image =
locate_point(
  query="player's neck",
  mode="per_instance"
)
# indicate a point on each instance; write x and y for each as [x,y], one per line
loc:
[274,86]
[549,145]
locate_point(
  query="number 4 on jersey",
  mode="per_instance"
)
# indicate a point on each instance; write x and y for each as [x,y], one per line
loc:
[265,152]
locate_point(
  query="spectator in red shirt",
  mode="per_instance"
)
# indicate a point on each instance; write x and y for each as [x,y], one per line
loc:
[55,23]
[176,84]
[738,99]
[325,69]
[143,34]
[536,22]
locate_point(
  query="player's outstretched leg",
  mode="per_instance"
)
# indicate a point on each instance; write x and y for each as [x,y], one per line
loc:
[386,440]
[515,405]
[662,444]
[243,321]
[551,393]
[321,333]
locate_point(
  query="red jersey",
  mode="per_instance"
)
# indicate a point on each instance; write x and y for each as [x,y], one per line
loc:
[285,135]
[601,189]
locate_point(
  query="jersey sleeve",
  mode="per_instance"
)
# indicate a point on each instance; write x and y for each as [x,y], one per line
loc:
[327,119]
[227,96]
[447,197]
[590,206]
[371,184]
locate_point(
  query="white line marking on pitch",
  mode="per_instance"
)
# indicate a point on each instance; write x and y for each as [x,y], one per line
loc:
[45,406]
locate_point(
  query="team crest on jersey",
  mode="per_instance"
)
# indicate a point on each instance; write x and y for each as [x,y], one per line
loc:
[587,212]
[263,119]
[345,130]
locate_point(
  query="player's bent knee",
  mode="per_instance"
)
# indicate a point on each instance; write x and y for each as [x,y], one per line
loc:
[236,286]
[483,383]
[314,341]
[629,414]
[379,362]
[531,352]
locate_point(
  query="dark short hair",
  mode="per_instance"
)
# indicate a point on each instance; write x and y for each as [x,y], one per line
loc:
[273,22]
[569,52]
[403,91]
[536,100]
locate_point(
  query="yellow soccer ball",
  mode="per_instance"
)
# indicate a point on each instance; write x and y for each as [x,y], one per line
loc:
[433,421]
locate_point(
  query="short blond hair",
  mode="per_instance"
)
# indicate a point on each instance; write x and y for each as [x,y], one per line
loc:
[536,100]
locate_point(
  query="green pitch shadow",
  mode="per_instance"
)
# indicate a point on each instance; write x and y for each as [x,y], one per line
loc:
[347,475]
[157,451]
==
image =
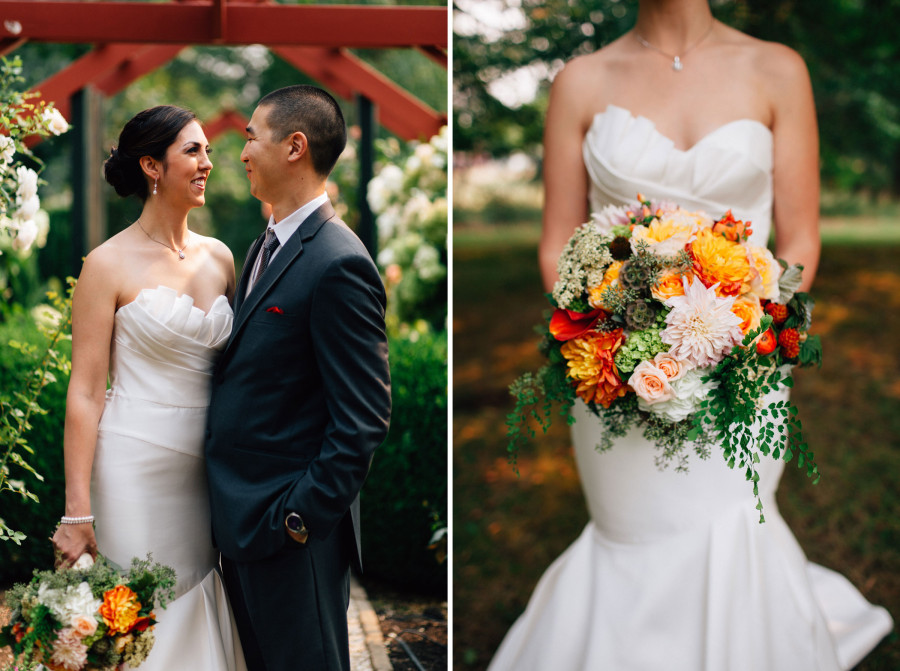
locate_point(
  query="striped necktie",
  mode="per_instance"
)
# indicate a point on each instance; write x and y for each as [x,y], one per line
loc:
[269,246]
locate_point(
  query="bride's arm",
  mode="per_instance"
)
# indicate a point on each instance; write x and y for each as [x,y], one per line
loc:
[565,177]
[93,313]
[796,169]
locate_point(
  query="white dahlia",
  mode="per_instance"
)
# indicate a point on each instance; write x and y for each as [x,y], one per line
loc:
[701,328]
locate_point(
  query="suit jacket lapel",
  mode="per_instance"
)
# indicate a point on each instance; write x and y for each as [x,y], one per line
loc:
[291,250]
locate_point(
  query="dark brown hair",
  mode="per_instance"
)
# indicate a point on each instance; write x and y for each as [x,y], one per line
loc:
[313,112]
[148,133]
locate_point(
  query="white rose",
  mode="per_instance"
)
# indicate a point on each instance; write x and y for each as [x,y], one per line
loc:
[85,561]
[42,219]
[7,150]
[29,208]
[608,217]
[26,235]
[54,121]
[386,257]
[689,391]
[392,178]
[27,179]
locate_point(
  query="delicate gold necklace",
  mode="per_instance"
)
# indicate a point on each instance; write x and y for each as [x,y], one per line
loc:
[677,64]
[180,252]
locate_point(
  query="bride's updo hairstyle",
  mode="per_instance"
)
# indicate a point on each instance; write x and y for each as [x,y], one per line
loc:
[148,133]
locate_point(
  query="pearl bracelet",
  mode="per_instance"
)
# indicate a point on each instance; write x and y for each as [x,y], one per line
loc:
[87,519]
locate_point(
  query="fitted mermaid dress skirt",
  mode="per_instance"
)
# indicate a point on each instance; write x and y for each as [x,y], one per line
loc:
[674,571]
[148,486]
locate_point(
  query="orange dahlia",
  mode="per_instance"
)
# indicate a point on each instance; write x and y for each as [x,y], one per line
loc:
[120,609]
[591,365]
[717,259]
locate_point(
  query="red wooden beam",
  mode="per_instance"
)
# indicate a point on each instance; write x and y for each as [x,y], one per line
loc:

● Exercise instructions: Collect every line from the rows above that contains the string "player", matching uppercase and lowercase exactly.

● Expected answer:
  query="player's neck",
  query="player's outstretched leg",
  query="player's bent knee",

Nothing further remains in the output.